Output only the lines below from the one containing "Query: red toy car" to the one containing "form [379, 457].", exactly as written, both ends kept.

=== Section Start ===

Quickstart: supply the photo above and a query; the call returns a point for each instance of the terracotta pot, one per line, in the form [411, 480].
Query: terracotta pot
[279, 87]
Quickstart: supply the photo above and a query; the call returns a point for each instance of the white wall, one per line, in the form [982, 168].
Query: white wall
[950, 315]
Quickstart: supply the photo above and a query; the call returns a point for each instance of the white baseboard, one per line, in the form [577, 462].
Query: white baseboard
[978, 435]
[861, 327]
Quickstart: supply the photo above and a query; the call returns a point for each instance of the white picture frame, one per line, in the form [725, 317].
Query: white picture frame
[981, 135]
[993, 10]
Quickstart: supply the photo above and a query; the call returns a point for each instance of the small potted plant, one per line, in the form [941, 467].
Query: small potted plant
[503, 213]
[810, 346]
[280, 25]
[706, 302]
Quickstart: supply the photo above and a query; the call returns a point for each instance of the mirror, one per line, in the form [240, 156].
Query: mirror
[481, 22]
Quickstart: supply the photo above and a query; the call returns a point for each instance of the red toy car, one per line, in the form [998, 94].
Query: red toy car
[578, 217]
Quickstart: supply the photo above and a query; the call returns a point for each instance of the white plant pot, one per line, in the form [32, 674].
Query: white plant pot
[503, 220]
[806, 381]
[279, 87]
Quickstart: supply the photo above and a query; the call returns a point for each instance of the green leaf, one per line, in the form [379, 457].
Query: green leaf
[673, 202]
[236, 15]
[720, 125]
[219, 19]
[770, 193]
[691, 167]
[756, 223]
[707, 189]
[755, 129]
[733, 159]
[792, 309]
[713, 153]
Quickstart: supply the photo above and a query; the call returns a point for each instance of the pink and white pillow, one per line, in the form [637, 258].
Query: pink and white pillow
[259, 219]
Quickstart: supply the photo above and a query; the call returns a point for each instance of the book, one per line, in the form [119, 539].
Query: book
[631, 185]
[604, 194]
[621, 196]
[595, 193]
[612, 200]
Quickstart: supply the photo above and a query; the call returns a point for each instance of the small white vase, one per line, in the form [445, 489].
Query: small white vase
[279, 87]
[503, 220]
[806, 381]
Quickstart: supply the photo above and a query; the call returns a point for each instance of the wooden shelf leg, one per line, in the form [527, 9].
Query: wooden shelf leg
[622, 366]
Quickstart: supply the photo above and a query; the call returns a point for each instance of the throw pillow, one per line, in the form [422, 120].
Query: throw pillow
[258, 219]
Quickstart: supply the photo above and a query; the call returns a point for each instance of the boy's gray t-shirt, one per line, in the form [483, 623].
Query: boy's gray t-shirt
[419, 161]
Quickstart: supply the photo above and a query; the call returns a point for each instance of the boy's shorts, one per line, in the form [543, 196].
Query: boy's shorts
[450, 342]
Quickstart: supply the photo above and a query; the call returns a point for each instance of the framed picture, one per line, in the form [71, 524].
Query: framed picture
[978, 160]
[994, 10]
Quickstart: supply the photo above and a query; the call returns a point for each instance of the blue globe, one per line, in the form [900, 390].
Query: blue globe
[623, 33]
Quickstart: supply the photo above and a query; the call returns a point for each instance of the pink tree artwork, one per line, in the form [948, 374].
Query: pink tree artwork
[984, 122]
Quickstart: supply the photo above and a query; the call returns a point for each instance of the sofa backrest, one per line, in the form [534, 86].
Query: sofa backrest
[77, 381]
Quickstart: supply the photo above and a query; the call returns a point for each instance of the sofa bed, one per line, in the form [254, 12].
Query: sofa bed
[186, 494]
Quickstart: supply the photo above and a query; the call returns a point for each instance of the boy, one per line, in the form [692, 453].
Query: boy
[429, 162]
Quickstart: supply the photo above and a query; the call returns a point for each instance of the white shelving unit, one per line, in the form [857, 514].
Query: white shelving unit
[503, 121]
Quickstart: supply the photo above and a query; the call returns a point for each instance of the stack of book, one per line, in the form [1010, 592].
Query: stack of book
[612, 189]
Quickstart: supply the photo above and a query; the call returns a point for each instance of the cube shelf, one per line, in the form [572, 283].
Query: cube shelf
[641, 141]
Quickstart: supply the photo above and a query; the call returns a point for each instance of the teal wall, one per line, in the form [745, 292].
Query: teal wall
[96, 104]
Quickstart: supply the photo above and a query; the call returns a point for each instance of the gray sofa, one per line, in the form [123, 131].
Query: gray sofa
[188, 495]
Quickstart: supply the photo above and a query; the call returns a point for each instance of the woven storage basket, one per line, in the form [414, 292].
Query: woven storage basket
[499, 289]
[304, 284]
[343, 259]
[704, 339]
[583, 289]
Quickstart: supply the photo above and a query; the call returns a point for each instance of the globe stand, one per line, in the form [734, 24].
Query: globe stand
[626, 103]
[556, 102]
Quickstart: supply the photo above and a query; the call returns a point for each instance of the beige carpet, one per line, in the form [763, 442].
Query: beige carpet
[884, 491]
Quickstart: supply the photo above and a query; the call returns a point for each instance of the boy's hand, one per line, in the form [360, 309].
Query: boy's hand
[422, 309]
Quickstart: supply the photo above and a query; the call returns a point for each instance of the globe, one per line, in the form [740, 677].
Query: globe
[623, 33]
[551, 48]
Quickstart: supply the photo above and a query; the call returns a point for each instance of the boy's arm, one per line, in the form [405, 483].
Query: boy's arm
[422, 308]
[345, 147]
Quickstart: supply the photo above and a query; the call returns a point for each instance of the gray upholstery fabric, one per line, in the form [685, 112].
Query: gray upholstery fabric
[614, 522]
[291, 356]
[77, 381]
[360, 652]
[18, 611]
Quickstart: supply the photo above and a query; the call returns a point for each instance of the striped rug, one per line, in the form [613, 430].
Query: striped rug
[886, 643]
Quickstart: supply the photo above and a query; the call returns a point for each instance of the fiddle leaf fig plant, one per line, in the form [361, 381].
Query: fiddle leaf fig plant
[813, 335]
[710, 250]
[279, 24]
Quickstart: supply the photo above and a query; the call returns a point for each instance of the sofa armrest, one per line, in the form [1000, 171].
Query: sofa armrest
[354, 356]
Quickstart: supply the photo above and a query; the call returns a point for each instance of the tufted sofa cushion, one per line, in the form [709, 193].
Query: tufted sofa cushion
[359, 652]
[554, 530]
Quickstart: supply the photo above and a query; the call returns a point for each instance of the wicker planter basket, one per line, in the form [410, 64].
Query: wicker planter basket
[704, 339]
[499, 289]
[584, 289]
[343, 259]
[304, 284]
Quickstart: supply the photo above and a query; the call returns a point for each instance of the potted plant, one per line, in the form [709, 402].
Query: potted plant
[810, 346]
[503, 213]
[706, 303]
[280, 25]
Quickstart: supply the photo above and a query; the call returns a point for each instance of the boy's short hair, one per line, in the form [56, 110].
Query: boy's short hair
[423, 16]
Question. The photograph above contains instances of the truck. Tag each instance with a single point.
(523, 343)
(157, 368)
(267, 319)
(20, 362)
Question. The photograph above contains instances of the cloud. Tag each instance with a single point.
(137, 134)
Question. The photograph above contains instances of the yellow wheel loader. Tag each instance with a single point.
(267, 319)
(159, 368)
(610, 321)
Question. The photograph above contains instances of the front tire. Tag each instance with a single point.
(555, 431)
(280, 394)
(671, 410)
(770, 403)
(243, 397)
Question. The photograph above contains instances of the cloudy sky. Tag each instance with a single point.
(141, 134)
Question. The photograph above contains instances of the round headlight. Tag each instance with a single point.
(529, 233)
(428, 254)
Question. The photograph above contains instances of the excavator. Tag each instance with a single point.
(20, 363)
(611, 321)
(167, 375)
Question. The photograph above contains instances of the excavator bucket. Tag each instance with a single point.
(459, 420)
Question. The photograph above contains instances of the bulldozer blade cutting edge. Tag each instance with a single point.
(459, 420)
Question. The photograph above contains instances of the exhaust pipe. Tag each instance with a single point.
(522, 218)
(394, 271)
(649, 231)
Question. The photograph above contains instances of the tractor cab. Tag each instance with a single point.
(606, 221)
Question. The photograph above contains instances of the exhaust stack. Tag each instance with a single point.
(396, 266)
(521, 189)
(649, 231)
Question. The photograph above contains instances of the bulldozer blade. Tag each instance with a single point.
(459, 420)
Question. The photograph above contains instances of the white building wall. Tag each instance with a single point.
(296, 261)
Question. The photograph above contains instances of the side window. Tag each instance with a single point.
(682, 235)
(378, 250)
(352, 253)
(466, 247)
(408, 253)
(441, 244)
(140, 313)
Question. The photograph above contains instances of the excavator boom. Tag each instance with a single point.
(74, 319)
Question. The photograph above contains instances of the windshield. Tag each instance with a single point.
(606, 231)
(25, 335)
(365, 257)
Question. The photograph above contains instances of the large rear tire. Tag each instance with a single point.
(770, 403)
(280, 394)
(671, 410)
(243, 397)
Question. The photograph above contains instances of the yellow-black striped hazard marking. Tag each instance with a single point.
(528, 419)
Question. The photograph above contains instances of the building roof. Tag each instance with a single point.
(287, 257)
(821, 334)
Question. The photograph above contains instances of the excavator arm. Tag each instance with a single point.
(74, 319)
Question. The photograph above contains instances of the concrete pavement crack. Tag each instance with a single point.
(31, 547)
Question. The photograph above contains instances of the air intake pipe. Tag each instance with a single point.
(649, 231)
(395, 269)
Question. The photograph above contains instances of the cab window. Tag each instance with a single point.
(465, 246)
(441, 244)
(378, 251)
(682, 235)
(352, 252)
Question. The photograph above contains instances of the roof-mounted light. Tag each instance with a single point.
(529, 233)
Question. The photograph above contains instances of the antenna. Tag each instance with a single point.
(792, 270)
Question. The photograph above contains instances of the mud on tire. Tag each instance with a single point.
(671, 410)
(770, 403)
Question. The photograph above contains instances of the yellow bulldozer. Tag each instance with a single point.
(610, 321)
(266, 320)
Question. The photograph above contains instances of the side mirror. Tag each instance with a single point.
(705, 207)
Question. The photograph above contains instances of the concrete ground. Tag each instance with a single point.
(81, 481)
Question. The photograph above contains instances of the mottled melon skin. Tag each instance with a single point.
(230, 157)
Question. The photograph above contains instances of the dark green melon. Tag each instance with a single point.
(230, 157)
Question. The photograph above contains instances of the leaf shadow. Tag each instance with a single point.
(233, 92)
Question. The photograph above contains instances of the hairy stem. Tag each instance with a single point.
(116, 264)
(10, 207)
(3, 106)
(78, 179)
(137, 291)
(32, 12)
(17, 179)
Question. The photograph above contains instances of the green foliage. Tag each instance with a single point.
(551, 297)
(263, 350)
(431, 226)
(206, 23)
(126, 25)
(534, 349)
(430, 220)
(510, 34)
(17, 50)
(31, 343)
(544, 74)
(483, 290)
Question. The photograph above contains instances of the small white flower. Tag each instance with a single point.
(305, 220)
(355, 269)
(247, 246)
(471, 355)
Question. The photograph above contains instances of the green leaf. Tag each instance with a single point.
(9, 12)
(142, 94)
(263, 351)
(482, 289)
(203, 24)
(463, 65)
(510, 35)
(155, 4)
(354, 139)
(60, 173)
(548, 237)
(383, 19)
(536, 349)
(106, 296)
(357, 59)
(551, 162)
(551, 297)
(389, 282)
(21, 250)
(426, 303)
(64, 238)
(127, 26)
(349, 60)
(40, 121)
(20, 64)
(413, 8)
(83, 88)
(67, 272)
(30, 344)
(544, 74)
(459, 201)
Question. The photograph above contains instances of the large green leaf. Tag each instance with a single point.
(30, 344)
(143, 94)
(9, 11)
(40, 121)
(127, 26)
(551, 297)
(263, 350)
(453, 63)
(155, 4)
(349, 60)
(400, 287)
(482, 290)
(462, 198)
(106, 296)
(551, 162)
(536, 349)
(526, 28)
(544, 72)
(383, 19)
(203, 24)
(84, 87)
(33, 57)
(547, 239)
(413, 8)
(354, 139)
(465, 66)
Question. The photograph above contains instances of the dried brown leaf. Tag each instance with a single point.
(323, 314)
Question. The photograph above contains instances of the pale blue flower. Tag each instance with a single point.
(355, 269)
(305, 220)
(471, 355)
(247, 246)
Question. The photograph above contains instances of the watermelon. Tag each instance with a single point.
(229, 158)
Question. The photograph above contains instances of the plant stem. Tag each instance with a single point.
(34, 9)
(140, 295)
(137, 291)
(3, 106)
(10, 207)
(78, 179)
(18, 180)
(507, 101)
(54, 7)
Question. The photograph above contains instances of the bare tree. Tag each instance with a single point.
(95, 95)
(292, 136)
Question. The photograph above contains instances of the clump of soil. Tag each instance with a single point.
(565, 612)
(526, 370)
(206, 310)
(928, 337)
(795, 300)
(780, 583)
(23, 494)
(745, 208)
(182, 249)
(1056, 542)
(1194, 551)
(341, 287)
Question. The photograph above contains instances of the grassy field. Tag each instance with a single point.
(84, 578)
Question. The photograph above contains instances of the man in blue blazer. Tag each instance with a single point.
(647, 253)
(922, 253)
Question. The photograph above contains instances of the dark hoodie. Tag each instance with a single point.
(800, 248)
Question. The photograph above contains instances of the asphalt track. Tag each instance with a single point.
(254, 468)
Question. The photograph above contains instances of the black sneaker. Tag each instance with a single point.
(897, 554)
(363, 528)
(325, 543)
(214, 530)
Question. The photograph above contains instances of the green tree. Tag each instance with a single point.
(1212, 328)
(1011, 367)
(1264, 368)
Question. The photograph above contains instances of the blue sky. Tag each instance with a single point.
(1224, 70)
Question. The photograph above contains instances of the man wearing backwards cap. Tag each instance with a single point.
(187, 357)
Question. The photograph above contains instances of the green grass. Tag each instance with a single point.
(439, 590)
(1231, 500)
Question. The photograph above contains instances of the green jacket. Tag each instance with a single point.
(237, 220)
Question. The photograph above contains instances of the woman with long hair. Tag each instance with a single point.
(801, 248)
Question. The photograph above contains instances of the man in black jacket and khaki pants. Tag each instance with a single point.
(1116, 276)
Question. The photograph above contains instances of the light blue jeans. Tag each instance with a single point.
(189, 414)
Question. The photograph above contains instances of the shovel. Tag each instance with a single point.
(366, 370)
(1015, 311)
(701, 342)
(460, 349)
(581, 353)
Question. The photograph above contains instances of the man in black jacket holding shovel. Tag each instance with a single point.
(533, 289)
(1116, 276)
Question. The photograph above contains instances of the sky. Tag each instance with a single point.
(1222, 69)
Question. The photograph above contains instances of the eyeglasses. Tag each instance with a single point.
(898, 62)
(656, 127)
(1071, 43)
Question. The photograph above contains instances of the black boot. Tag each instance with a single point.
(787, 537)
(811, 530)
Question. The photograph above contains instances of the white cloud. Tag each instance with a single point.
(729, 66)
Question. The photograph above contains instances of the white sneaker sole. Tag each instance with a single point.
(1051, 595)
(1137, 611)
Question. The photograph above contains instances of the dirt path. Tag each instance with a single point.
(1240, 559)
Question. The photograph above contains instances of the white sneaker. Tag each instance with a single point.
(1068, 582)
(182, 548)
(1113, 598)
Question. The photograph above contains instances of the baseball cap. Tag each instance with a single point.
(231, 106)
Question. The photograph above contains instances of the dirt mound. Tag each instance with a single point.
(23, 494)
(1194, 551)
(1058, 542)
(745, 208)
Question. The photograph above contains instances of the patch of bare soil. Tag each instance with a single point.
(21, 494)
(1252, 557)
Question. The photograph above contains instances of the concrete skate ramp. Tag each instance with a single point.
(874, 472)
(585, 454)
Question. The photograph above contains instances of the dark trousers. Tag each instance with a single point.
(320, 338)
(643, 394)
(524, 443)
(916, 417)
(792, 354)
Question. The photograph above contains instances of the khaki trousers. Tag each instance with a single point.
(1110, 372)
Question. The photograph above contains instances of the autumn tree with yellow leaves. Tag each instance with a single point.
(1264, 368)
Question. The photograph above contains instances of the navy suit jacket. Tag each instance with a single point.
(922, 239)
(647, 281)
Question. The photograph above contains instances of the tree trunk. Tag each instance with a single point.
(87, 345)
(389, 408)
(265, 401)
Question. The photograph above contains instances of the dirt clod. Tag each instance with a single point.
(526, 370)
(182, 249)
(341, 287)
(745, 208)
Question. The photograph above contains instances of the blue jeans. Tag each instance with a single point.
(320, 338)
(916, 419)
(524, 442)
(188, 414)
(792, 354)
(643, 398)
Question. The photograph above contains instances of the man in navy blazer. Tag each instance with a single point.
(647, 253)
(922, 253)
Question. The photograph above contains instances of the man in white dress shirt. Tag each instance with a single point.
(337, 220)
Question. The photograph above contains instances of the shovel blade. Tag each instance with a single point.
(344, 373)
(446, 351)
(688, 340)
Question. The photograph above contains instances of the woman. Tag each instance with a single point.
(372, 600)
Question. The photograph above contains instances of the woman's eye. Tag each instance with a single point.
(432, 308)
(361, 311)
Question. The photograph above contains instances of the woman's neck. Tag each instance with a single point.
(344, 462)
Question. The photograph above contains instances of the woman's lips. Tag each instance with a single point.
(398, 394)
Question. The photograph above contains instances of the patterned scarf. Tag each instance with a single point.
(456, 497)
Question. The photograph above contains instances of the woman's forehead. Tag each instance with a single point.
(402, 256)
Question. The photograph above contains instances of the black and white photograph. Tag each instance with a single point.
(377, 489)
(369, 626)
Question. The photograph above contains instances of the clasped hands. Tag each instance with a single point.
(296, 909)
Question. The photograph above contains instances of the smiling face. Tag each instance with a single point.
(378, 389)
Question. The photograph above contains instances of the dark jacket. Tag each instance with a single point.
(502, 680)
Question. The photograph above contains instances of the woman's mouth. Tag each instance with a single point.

=== Section End ===

▶ _Your response_
Query: red toy car
[578, 217]
Quickstart: supply the photo above and a query; the call returns a point for each instance of the white plant pot, one per line, in the form [32, 674].
Query: white plant pot
[503, 220]
[806, 381]
[279, 87]
Quickstart: supply the photo above and a query; the call returns a point for each instance of the green leaf, one per line, in the form [379, 457].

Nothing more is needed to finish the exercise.